Could you switch every "Keypoints" in the records below to "Points" and give all the records back with nothing else changed?

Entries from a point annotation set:

§

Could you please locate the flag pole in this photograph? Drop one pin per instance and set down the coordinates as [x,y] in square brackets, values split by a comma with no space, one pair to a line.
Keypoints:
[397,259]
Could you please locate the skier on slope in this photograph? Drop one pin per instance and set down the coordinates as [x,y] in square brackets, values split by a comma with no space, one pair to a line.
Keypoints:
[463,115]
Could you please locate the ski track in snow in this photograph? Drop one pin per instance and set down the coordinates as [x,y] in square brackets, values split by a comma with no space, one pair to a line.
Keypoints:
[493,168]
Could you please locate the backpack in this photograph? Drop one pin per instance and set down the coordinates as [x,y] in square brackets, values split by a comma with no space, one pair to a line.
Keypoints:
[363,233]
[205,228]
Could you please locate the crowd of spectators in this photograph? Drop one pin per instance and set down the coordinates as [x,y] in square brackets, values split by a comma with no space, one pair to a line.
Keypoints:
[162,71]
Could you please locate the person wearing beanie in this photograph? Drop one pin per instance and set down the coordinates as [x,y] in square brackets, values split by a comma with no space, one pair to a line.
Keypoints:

§

SOLUTION FOR THIS PROBLEM
Could you please locate the flag pole in this photograph? Drop one pin per instance and set down the coordinates as [x,y] in square brackets, values split by a comma with no space, one pair to a line.
Points:
[397,259]
Could you please locate the skier on slope in this photograph? Drop one pin per instance and set down the coordinates as [x,y] in square brackets, values split by a comma with no space, one pair to a line.
Points:
[463,115]
Could you please locate the ski track in snow in this photograph? Drop one pin per instance and set down the coordinates as [x,y] in square brackets, values split by a comma with no space, one pair to a line.
Points:
[493,168]
Could you please locate the backpack in this photograph? Drop one pin per instance and set down the coordinates as [x,y] in square brackets, values split by a comma with no space, one pair to a line.
Points:
[363,233]
[205,228]
Could you please locate the crowd of spectators in this photograph? Drop one pin per instance and set down the coordinates as [x,y] in square brackets, values split by a comma with no space, one pair to a line.
Points:
[162,71]
Could you please locate the person wearing beanie in this photograph? Drop one pin per instance and set down the coordinates as [x,y] in square brackets, values split by a comma with no space, one pair to a line.
Points:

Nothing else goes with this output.